→ WORK ORDER:
Pick each line that has "wooden" out of the records.

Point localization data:
§
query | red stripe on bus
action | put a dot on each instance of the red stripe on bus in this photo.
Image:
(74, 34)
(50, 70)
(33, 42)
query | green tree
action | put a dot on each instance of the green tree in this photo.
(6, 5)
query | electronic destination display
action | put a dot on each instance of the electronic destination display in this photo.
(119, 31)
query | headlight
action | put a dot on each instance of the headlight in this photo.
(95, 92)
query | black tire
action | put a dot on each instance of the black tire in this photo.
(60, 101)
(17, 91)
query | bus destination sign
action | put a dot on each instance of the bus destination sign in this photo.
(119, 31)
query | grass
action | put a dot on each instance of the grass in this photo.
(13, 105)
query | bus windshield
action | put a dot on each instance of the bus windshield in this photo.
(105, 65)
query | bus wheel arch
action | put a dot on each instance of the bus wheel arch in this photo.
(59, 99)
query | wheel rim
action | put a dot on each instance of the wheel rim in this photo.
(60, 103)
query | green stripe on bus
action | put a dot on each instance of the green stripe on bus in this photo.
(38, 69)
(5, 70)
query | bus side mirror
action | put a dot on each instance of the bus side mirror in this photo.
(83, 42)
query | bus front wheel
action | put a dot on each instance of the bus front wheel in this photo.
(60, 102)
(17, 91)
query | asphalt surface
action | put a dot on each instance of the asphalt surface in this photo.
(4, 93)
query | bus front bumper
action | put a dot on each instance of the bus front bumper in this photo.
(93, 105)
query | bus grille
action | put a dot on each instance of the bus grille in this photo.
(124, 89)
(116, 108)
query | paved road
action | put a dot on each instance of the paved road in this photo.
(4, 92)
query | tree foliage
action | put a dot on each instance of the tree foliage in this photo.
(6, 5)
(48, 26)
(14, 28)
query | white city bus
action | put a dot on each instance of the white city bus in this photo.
§
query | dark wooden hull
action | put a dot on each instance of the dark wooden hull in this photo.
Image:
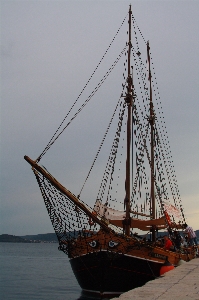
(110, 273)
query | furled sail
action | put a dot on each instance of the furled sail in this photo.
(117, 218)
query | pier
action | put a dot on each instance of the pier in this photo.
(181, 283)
§
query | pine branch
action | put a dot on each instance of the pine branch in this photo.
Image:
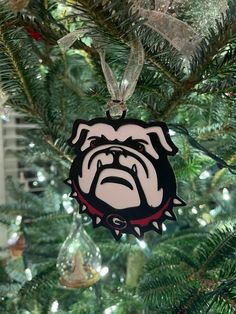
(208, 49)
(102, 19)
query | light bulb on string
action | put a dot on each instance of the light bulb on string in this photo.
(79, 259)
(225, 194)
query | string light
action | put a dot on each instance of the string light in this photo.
§
→ OUTPUT:
query | dark wooden hull
action | put a dot on each instance of the dark wooden hull in this photo.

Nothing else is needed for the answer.